### PROBLEM TO SOLVE
Quote each line exactly, from the line that contains "Where can the mountain be" down to the last line of the listing, and no other lines.
═══ PROVIDED INFORMATION
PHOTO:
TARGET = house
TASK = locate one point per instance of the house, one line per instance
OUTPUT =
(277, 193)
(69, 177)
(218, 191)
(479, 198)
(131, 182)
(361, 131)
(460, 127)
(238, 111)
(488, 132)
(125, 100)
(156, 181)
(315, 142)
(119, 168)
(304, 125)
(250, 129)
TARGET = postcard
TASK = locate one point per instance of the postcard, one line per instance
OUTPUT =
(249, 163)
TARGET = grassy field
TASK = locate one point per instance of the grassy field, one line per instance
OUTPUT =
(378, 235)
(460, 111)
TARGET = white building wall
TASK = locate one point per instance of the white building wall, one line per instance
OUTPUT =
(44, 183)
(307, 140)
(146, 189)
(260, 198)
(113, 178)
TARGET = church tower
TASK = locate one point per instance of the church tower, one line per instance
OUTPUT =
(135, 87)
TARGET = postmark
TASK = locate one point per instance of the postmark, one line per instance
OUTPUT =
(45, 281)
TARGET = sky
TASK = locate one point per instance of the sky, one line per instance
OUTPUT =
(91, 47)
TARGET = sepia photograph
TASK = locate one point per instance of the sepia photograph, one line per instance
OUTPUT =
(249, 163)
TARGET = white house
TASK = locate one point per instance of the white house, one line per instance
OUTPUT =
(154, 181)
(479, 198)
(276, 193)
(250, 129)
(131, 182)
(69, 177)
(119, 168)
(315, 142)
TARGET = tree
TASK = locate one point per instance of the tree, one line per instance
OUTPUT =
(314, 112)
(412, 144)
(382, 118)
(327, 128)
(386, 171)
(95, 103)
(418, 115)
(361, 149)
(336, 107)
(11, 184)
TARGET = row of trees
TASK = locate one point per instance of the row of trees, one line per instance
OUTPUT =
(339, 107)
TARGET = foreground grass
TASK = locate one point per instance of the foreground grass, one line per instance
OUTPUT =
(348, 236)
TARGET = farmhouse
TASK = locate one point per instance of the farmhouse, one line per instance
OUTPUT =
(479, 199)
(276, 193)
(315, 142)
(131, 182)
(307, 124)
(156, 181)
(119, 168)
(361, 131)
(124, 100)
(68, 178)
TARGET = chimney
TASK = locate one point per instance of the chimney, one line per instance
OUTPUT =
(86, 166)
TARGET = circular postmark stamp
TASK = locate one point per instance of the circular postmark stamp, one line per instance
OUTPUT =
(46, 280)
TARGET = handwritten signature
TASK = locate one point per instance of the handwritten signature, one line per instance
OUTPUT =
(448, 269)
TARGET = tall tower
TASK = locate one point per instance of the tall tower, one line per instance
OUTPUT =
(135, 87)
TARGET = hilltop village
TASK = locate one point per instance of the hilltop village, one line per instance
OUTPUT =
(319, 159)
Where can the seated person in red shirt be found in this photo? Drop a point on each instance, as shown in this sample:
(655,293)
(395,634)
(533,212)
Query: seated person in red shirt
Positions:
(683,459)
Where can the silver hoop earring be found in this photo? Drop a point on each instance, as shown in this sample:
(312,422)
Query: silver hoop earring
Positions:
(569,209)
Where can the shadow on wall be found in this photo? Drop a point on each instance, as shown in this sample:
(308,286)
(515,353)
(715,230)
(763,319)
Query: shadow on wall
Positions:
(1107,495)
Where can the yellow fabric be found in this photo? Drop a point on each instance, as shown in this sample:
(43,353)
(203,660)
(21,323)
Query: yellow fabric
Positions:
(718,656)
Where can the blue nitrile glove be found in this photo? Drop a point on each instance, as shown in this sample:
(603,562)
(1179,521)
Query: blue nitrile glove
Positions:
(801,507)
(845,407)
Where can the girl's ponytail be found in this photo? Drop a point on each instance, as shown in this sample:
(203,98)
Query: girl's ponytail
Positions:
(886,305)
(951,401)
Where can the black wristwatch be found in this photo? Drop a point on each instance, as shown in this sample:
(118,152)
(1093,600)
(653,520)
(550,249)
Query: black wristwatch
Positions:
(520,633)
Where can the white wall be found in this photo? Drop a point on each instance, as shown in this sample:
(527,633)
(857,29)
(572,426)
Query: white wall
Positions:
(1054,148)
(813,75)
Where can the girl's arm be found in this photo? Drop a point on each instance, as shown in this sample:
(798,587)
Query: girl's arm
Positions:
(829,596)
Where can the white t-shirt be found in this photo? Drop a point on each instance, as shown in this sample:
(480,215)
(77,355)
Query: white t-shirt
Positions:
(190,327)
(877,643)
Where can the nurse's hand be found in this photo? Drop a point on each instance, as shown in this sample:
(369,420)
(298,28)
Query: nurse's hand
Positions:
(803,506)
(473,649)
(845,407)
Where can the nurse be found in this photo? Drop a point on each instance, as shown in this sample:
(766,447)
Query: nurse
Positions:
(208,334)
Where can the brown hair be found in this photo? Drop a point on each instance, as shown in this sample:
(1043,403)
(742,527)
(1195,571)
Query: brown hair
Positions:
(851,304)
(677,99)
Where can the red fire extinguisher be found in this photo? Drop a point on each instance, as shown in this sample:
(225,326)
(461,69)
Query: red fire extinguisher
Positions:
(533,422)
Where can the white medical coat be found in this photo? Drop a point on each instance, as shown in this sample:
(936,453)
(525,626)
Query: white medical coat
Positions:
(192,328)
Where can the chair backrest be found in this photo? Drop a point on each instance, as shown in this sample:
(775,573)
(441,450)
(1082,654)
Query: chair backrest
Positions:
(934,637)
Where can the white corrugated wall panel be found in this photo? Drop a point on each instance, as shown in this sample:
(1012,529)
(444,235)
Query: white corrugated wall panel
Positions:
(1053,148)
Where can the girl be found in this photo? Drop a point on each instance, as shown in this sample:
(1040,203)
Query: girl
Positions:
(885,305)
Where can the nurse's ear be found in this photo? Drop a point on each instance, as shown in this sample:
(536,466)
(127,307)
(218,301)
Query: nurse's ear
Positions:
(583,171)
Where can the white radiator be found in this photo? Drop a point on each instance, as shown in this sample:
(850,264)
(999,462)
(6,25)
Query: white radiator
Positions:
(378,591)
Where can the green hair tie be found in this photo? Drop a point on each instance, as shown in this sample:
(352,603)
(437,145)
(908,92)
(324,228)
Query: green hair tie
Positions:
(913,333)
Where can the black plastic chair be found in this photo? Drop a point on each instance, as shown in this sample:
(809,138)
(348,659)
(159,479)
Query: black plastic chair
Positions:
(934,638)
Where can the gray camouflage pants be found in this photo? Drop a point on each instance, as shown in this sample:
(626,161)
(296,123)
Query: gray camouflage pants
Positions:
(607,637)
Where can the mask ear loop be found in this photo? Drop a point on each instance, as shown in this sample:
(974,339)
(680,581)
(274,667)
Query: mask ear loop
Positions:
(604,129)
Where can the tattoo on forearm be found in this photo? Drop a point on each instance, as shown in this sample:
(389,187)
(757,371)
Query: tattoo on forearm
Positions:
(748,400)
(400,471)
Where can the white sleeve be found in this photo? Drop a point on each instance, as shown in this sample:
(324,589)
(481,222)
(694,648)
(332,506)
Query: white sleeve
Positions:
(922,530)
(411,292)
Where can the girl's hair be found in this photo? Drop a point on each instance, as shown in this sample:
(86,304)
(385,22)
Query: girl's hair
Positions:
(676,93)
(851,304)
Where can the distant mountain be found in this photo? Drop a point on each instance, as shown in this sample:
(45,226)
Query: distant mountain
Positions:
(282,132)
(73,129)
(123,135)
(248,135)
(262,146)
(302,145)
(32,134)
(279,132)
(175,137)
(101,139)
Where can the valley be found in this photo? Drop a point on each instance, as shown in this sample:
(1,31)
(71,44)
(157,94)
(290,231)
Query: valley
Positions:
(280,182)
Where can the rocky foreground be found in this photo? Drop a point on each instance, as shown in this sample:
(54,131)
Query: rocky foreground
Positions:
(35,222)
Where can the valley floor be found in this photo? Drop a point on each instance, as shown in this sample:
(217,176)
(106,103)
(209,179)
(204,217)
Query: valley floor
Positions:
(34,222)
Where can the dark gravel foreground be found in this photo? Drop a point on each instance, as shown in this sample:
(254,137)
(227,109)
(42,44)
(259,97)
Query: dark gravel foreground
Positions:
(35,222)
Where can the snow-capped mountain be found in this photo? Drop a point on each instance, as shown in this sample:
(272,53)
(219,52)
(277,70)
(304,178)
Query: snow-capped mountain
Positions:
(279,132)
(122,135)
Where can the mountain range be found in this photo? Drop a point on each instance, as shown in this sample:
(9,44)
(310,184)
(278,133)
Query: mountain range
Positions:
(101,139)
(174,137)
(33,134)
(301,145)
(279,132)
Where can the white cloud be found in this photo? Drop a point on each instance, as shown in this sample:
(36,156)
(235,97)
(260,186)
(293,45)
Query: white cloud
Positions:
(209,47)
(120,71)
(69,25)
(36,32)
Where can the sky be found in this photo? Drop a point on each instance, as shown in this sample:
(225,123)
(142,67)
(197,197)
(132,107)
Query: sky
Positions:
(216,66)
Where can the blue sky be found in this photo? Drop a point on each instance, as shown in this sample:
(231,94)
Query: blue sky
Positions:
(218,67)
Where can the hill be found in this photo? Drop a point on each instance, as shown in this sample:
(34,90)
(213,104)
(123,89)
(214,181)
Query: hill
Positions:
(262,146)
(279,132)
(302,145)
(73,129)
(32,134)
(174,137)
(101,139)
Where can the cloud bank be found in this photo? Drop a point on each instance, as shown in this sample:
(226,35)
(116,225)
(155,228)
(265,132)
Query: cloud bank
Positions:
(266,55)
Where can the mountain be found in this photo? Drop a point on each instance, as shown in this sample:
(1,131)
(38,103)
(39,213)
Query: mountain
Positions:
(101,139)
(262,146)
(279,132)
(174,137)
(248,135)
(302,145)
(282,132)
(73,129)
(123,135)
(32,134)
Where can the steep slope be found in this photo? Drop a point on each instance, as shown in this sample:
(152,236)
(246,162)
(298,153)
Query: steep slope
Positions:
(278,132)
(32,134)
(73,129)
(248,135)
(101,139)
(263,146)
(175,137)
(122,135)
══════
### ANSWER IN FULL
Where can the mountain be found in this photo? Drop a point on each instance, as shown in this sample:
(1,131)
(38,103)
(39,213)
Query: mountain
Positions:
(101,139)
(262,146)
(279,132)
(174,137)
(248,135)
(302,145)
(282,132)
(73,129)
(123,135)
(32,134)
Where can the steep slope be found in this photo? Drop a point on each instance, as shown in this sample:
(152,236)
(246,162)
(298,153)
Query: steep slope
Positions:
(278,132)
(32,134)
(73,129)
(248,135)
(101,139)
(263,146)
(175,137)
(122,135)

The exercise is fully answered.